# TASK INSTRUCTIONS:
Copy the rows word for word from the very beginning through the line containing "Fill uses the even-odd convention.", both ends included. Leave the picture out of your copy.

# SUPPLIED MATERIAL:
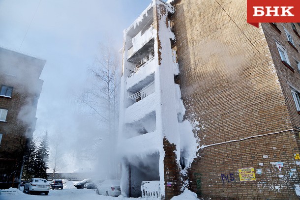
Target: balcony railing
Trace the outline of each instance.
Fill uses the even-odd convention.
[[[141,69],[142,67],[144,67],[144,66],[146,65],[149,62],[151,62],[151,61],[152,60],[153,60],[153,59],[154,59],[154,57],[149,59],[146,62],[144,62],[143,63],[137,66],[137,67],[135,68],[135,69],[134,69],[134,70],[132,72],[132,73],[131,73],[131,74],[129,76],[128,76],[127,78],[129,78],[130,77],[131,77],[131,76],[132,76],[133,75],[135,74],[138,71],[139,71],[140,70],[140,69]]]
[[[151,25],[146,30],[141,30],[131,39],[132,45],[128,50],[128,58],[153,37],[153,26]]]
[[[128,50],[128,57],[130,57],[130,56],[131,56],[131,55],[133,54],[133,46],[131,46],[129,48]]]
[[[130,95],[128,97],[127,107],[130,106],[134,103],[141,100],[147,96],[155,92],[154,82],[150,83],[149,85],[143,88],[140,91]]]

# RESULT FOR THIS EXERCISE:
Target: balcony railing
Trace the outline of each instance.
Fill uses the even-odd convention.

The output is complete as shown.